THE RECORDS:

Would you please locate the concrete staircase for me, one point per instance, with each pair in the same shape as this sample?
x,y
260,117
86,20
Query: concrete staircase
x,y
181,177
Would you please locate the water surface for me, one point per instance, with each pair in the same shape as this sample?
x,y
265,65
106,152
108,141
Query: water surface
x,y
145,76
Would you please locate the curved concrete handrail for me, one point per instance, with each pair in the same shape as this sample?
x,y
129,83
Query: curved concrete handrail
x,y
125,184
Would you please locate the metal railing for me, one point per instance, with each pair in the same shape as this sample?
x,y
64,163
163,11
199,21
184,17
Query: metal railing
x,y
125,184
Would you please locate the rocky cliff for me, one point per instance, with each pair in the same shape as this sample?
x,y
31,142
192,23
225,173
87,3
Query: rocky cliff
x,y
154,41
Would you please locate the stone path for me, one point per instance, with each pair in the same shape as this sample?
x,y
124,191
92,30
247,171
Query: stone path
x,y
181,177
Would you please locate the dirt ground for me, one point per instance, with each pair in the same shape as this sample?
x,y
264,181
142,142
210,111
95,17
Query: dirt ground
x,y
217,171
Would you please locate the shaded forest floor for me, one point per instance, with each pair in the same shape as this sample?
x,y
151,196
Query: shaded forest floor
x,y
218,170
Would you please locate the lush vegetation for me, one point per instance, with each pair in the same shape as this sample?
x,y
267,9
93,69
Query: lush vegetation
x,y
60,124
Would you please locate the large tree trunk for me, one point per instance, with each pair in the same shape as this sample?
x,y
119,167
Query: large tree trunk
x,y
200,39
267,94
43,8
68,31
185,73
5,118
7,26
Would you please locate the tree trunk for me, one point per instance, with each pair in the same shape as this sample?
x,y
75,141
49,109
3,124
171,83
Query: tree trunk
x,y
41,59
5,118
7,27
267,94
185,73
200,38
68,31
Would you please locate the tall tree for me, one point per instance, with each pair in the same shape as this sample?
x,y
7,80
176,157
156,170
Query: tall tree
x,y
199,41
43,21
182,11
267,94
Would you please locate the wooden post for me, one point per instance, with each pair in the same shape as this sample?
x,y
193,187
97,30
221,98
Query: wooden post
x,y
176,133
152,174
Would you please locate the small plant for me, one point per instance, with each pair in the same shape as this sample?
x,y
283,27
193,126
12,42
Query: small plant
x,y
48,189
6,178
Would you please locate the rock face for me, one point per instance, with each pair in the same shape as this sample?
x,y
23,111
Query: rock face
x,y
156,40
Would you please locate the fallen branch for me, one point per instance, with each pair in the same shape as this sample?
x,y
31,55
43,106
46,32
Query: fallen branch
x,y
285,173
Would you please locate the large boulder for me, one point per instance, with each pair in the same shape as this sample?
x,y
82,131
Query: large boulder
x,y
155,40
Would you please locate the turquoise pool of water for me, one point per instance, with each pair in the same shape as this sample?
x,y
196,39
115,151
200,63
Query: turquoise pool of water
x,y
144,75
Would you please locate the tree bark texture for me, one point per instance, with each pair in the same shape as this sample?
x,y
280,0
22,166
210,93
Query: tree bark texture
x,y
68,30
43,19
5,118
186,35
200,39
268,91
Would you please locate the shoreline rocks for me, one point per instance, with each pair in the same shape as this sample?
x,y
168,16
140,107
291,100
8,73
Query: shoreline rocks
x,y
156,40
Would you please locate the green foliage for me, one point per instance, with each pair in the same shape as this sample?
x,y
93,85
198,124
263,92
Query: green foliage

PROBLEM TO WORK ON: Write all of the records out again exactly.

EXERCISE RESPONSE:
Would you please locate the concrete staircase for me, one point per instance, with each pair in the same shape as this sample?
x,y
260,117
86,20
Query: concrete staircase
x,y
181,177
Would you please locate the water surface for me, one point per instance, with each pair in the same shape as this sample?
x,y
265,65
106,152
108,141
Query: water surface
x,y
145,76
Would you please locate the curved concrete handrail for me, one point per instance, with each pair in the same shape as this sample?
x,y
129,83
Query: curved concrete handrail
x,y
125,184
Would you please locate the metal railing for me, one point per instance, with each pair in the same shape as this sample?
x,y
64,163
163,11
199,21
184,17
Query: metal railing
x,y
125,184
Would you please locate the rocky cliff for me, one point per instance, with each pair in the same shape as this sample?
x,y
31,142
192,23
225,173
87,3
Query: rocky cliff
x,y
154,41
Would you please locate the stone path for me, one point per instance, with each pair in the same shape as this sample?
x,y
124,191
92,30
247,171
Query: stone path
x,y
181,177
Would you please locate the dirt ground for me, one point per instance, with each pair in the same shape as this sample?
x,y
264,181
142,142
210,111
95,17
Query: dirt ground
x,y
217,171
Would you please locate the shaded forest floor for me, one point per instance, with each pair in the same shape as this sample?
x,y
151,196
Query: shaded forest floor
x,y
218,170
Would you please locate the lush vegetation for me, one point per instance, with each pair in the same shape as this sample?
x,y
267,9
93,69
Query: lush vegetation
x,y
60,124
Would you please locate the large tree trunk for me, one point per instance, with each pair in the same shape as this sample?
x,y
119,167
Query: large tree trunk
x,y
200,39
267,94
43,8
68,31
185,73
5,118
7,26
Would you please locate the tree trunk for me, one point per instance, with each pair in the same shape as this sample?
x,y
75,141
49,109
3,124
171,83
Query: tree trunk
x,y
41,59
5,118
7,27
267,94
185,73
200,38
68,31
Would you please locate the tall tree for me, one point per instance, with each pair in the same shape as this sample?
x,y
7,80
176,157
156,170
Query: tall tree
x,y
199,41
43,21
182,11
267,94
Would you please locate the wooden post for me, one point per instance, with each pair in the same shape as this sample?
x,y
193,187
97,30
221,98
Query: wooden post
x,y
176,133
152,174
Would you please locate the small plant for me, one point per instance, with each pair in the same shape as this sample?
x,y
283,27
193,126
12,42
Query: small plant
x,y
48,189
6,178
Would you please locate the rock face for me, one point per instance, with each pair in the same shape as this sample?
x,y
23,111
Query: rock face
x,y
156,40
Would you please locate the fallen branch for me, one point per instance, with each pair in the same shape as this sample?
x,y
31,55
43,106
46,32
Query: fallen branch
x,y
285,173
Would you please locate the large boulder for me, one point per instance, with each pair in the same shape as this sample?
x,y
82,131
Query: large boulder
x,y
155,40
Would you please locate the turquoise pool of water for me, one point per instance, with each pair in the same shape as this sample?
x,y
196,39
115,151
200,63
Query: turquoise pool of water
x,y
144,75
Would you please locate the tree bark texture for me, one point per instance, with each pair in the same shape as this sample?
x,y
280,0
22,166
210,93
Query: tree bark texture
x,y
68,30
43,19
5,118
186,35
200,39
268,91
Would you please locate the shoreline rocks for me, one point per instance, with each pair in the same shape as this sample?
x,y
168,16
140,107
291,100
8,73
Query: shoreline rocks
x,y
156,40
Would you please locate the green foliage for me, one point per instance, with each pair in the same shape as this sample?
x,y
93,85
198,124
263,92
Query: green foliage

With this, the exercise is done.